## BRIEF
Can you copy every one of the records below line for line, leaving the pictures out?

## THE INPUT
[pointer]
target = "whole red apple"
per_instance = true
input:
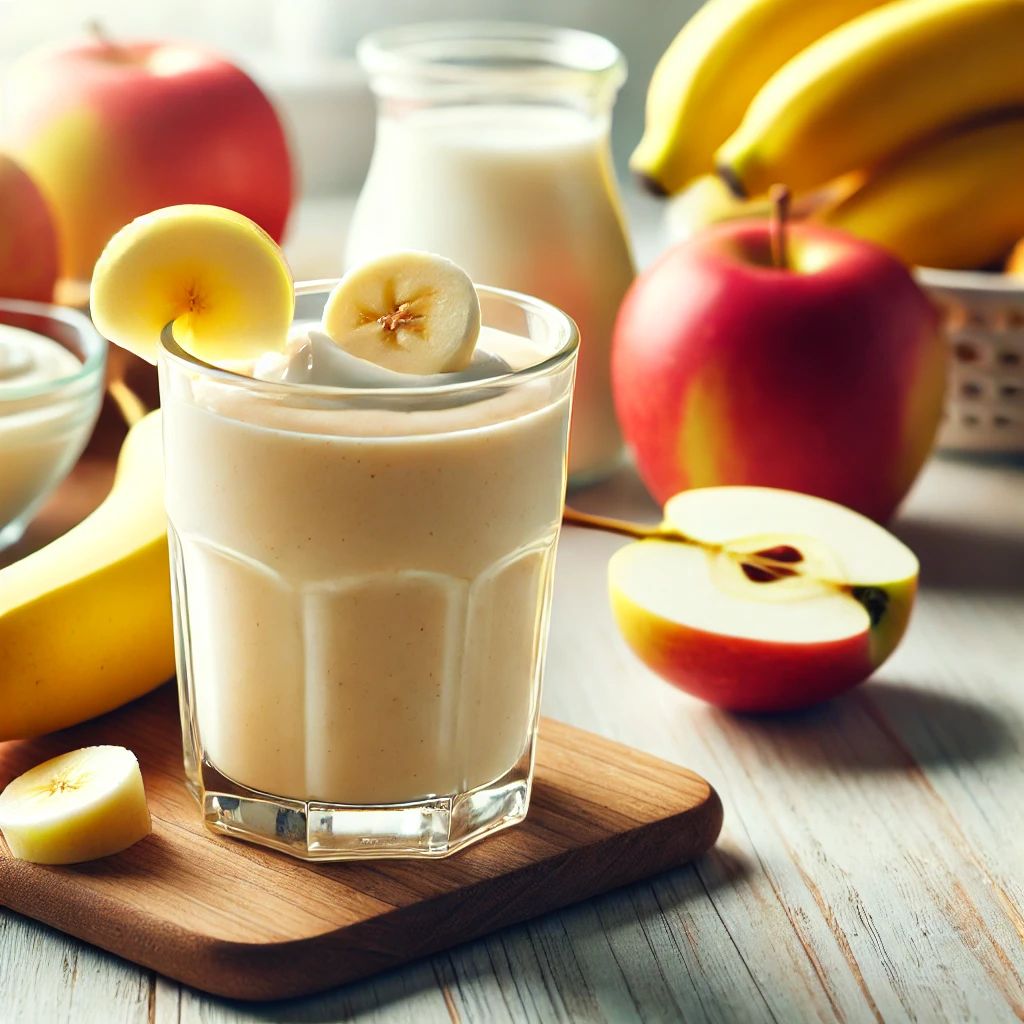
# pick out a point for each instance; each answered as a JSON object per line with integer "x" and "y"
{"x": 29, "y": 261}
{"x": 823, "y": 375}
{"x": 112, "y": 131}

## EXERCISE OUTPUT
[pointer]
target = "whole red apple"
per_instance = true
input:
# pick out a point for each instance; each answered as a JSON object per line with integer "x" and "y"
{"x": 29, "y": 261}
{"x": 823, "y": 375}
{"x": 112, "y": 131}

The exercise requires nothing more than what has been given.